--- Material provided ---
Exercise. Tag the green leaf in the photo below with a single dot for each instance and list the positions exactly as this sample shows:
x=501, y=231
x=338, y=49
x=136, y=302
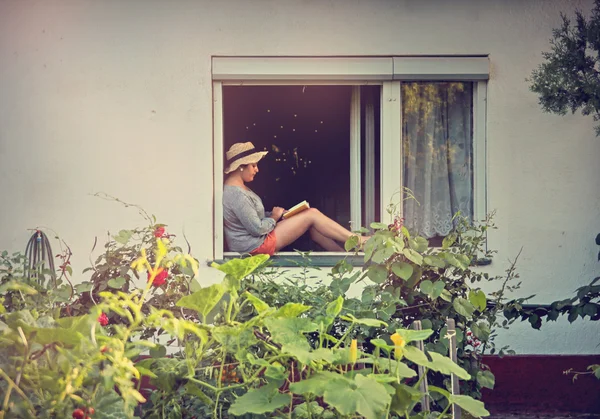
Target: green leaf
x=123, y=236
x=445, y=365
x=236, y=339
x=377, y=273
x=463, y=307
x=145, y=372
x=290, y=330
x=14, y=285
x=194, y=390
x=334, y=307
x=116, y=283
x=317, y=384
x=159, y=351
x=369, y=248
x=305, y=356
x=418, y=244
x=351, y=243
x=486, y=379
x=258, y=304
x=410, y=335
x=413, y=256
x=395, y=368
x=449, y=240
x=478, y=299
x=438, y=289
x=426, y=287
x=203, y=301
x=367, y=322
x=435, y=261
x=365, y=396
x=291, y=310
x=381, y=255
x=109, y=405
x=402, y=270
x=302, y=410
x=415, y=355
x=83, y=287
x=265, y=399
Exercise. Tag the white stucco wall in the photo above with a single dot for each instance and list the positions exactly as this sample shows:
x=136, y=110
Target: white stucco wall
x=115, y=97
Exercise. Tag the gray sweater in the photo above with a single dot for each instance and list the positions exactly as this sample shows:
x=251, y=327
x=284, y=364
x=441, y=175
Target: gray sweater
x=244, y=219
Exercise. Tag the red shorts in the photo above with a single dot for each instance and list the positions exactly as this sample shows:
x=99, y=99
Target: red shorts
x=268, y=246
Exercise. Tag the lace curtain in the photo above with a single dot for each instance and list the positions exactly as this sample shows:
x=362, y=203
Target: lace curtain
x=437, y=145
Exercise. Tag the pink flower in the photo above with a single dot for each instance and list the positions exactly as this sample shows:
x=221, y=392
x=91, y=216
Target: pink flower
x=160, y=278
x=103, y=319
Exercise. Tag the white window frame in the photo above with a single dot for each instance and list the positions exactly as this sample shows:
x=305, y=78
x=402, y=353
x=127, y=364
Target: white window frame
x=389, y=72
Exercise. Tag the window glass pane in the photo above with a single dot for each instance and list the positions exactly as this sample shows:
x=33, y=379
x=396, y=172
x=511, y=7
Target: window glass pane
x=370, y=98
x=306, y=130
x=437, y=132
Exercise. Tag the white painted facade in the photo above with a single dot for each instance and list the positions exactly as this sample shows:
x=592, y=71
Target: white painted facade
x=116, y=97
---
**The request:**
Copy out all the items above verbatim, omitting the picture.

**Written answer:**
Exercise. Tag the green leaf in the photo below with a single dot for each instance and list the positions exactly as this sample shows:
x=501, y=231
x=338, y=49
x=136, y=302
Target: green leaf
x=123, y=236
x=445, y=365
x=236, y=339
x=377, y=273
x=463, y=307
x=145, y=372
x=290, y=330
x=14, y=285
x=194, y=390
x=334, y=307
x=116, y=283
x=317, y=384
x=159, y=351
x=369, y=248
x=305, y=356
x=418, y=244
x=351, y=243
x=486, y=379
x=258, y=304
x=410, y=335
x=413, y=256
x=395, y=368
x=449, y=240
x=478, y=299
x=438, y=289
x=426, y=287
x=203, y=301
x=367, y=322
x=435, y=261
x=365, y=396
x=291, y=310
x=381, y=255
x=109, y=405
x=402, y=270
x=302, y=410
x=415, y=355
x=83, y=287
x=265, y=399
Exercise. Tag the white stucco wall in the photo above with a single dot for each instance and list the positions exactly as this sample shows:
x=136, y=110
Target: white stucco wall
x=115, y=97
Exercise. Tag the gray sweater in the photo above with a single dot for each instance and list the positions exactly as this sample shows:
x=251, y=327
x=284, y=364
x=441, y=175
Target: gray sweater
x=244, y=219
Exercise. Tag the red shorts in the photo above with a single dot for each instance and list the positions exactly as this sample shows:
x=99, y=99
Target: red shorts
x=268, y=246
Exercise. Tag the lace curtain in the photo above with a single dot for each instance and list the positions exactly as this sample shows:
x=362, y=203
Target: lace curtain
x=437, y=145
Exercise. Tag the pink flower in the photo above with a single dot for each instance and list the positions exactly as this sample shows:
x=221, y=392
x=91, y=216
Target: pink flower
x=160, y=278
x=103, y=319
Exercise. Tag the white window frame in the photo above with a single dot for each instance and list the positions exactly as this sample shows:
x=305, y=78
x=402, y=353
x=127, y=364
Target: white window frame
x=389, y=72
Exercise. Tag the window glass pane in the photo above with a single dot for each instance and list the positions exactly as this sample shows:
x=33, y=379
x=396, y=172
x=511, y=7
Target: window glass pane
x=370, y=98
x=306, y=130
x=437, y=132
Exercise. Tag the white painted facade in the photo above with a single dot for each instance and list the positions exactly as this sample shows:
x=592, y=71
Target: white painted facade
x=116, y=97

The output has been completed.